-- start RECORDS SHOWN --

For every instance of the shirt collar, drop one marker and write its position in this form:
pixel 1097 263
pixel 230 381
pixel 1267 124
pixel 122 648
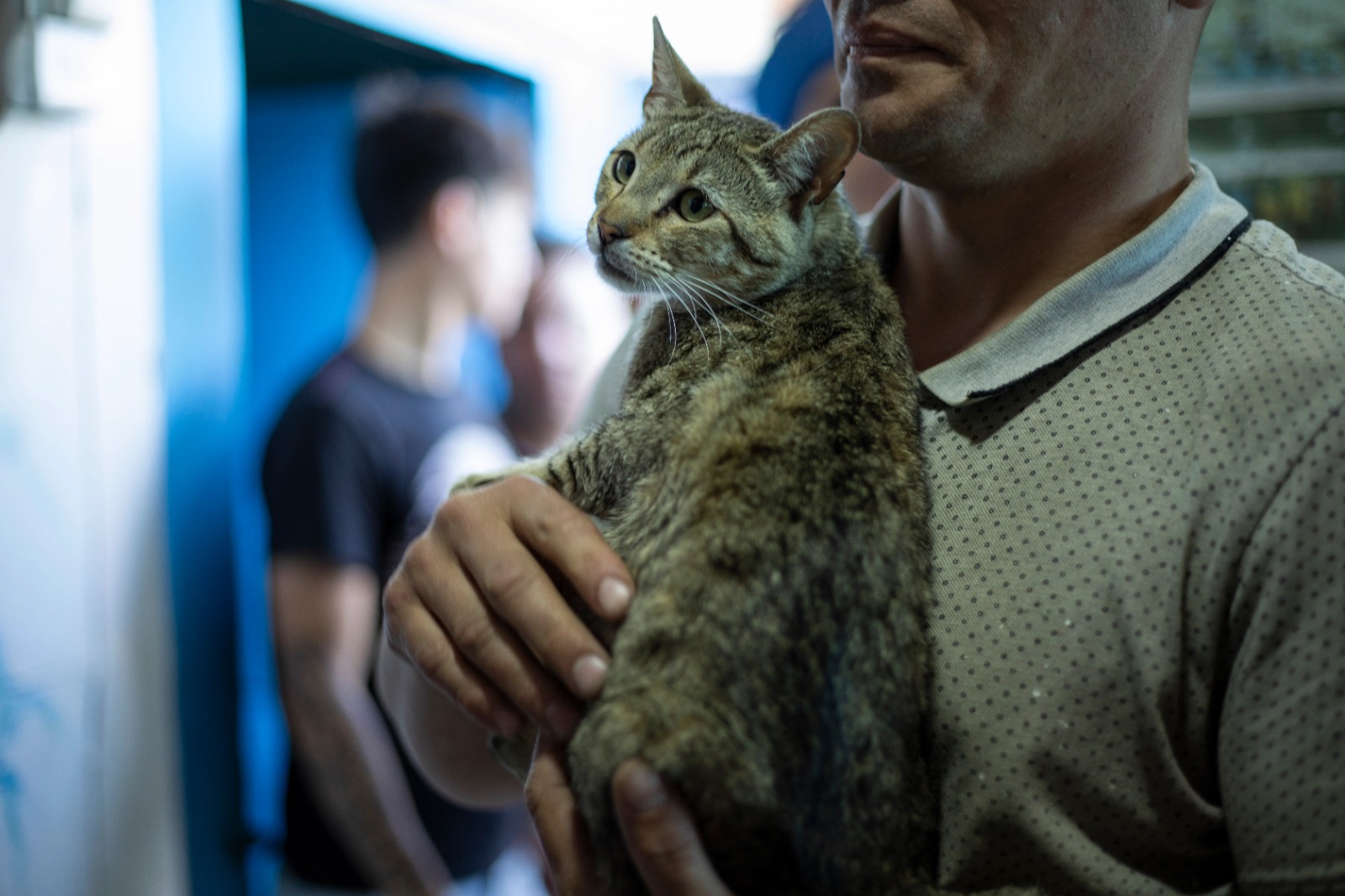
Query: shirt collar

-- end RECORDS SHOWN --
-- start RECORDS SHOWN --

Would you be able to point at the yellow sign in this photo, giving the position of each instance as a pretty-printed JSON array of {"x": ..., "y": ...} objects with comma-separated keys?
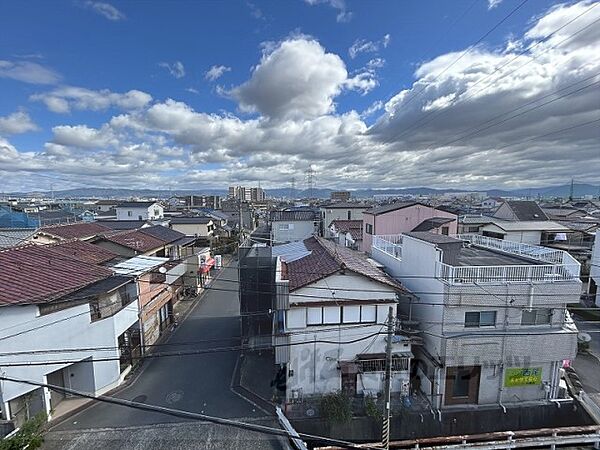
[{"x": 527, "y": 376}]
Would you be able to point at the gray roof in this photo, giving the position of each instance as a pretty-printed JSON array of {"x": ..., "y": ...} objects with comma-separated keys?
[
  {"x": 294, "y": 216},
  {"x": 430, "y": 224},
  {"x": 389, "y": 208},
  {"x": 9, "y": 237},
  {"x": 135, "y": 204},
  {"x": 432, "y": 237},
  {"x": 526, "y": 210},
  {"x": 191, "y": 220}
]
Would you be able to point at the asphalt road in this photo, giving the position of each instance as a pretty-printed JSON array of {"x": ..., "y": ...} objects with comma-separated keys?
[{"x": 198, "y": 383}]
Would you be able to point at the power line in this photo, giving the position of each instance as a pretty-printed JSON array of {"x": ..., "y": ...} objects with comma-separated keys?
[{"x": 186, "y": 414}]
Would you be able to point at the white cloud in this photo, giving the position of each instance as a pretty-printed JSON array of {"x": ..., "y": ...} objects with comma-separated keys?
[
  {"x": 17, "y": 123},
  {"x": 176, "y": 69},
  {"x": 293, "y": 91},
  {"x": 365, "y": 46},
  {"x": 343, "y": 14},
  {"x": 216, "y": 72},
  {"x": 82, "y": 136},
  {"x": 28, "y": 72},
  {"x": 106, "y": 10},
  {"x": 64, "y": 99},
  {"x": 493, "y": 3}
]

-- end RECORDS SHOWN --

- EXERCISE INSTRUCTIONS -
Reproduce the listing from the line with "For every instance" to the line with "Query: shirt collar", changing every "pixel" to "point" and leaving all else as it stands. Omit the pictures.

- RESULT FOR THIS EXERCISE -
For every instance of the shirt collar, drop one marker and write its position in this form:
point 1097 263
point 230 381
point 1267 124
point 122 648
Query: shirt collar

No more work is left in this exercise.